Dataset entries
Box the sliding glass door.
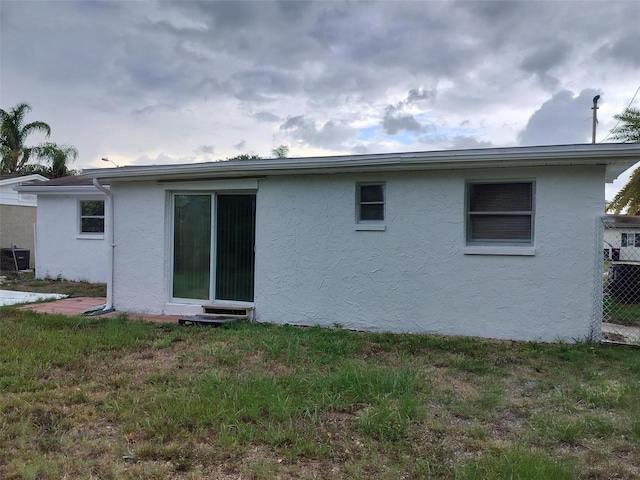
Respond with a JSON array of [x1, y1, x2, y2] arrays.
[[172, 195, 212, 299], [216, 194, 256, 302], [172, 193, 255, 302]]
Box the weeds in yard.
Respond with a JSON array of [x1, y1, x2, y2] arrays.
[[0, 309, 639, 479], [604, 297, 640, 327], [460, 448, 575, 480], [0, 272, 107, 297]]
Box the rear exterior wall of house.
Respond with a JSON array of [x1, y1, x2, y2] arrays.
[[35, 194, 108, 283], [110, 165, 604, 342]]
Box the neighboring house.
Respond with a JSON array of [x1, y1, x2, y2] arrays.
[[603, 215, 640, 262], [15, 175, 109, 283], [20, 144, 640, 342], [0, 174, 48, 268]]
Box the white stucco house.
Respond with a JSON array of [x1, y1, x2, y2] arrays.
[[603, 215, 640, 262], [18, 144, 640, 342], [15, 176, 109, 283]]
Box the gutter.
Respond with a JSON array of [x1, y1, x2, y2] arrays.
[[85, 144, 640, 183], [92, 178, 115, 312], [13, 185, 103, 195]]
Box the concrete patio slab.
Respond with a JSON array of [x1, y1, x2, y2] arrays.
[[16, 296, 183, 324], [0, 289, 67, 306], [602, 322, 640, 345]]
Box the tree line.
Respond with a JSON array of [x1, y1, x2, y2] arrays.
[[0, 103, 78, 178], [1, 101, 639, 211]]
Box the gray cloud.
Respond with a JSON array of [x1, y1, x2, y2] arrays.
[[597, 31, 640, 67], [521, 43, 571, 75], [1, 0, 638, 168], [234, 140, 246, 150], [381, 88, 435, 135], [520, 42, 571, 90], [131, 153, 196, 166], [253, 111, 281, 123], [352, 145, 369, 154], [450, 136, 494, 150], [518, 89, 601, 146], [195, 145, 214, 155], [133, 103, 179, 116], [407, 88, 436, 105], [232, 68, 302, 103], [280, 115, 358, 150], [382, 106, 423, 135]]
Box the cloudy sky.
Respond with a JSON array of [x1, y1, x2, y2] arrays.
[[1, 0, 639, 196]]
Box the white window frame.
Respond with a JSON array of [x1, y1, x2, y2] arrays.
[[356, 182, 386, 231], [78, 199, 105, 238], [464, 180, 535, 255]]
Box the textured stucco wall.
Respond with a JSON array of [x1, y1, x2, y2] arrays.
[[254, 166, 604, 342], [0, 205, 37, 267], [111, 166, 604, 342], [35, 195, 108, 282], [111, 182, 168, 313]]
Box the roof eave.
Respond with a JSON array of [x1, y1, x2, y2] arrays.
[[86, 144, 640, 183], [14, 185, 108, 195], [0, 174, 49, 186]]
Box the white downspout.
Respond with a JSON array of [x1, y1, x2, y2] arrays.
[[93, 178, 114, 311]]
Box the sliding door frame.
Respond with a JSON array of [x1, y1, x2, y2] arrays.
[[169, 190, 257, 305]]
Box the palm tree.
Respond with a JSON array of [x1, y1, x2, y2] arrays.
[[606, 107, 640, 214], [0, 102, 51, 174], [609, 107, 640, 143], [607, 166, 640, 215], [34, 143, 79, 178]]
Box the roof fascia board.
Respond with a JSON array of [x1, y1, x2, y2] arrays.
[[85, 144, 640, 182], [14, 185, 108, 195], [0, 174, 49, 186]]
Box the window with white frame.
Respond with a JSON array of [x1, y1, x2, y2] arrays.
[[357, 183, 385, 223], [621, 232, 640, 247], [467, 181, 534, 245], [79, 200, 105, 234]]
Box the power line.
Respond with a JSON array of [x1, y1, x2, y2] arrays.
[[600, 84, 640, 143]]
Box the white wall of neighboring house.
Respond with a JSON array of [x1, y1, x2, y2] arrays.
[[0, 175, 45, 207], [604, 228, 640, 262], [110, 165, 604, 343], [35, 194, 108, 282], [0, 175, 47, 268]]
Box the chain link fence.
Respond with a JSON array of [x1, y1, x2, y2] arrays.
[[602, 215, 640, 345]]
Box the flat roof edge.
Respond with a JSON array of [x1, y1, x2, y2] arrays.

### TASK STATEMENT
From the records above, transcribe without alteration every line from the one with "Box the cloudy sky." to the one with "Box the white wall of neighboring house.", inclusive.

### EXERCISE OUTPUT
Box the cloudy sky.
Respond with a JSON array of [x1, y1, x2, y2] arrays.
[[1, 0, 639, 196]]
Box the white window frame.
Respond with a JSON array of [x1, y1, x2, y2] arrays.
[[356, 182, 386, 231], [78, 199, 105, 238], [464, 180, 535, 255]]
Box the textured stucco wall.
Respond with a JSON array of [x1, y1, x2, y2] arrays.
[[254, 166, 604, 342], [0, 205, 37, 267], [111, 166, 604, 342], [35, 195, 108, 282], [111, 182, 168, 313]]
Box the roof eave.
Respond with a JSON array of [x1, y1, x2, y2] arrays.
[[86, 144, 640, 183], [14, 185, 108, 195], [0, 174, 49, 186]]
Box the white downspout.
Respond with a JSON array of [x1, y1, x2, y2] arrays.
[[93, 178, 114, 311]]
Box the sliding door frame.
Respond with a JSON array of [x1, y1, x2, y2] arrays.
[[169, 190, 257, 305]]
Box the palm tree.
Respond with a JSON array of [x1, y1, x2, y2] arrays.
[[606, 107, 640, 214], [0, 102, 51, 174], [609, 107, 640, 143], [607, 166, 640, 215], [34, 143, 79, 178]]
Box the roof fascia board.
Respond with a JSON array of [x1, y1, x2, y2] arrays.
[[85, 144, 640, 182], [14, 185, 108, 195], [0, 174, 49, 186]]
Box the window with white frame.
Respond with a JSON array of [x1, y1, x2, y2] arrays.
[[357, 183, 385, 223], [621, 232, 640, 247], [467, 181, 534, 245], [79, 200, 105, 234]]
Box the power line.
Respond with a JSON array of [x1, y1, x2, y2] arrays.
[[600, 84, 640, 143]]
Box the white wall of neighboring house.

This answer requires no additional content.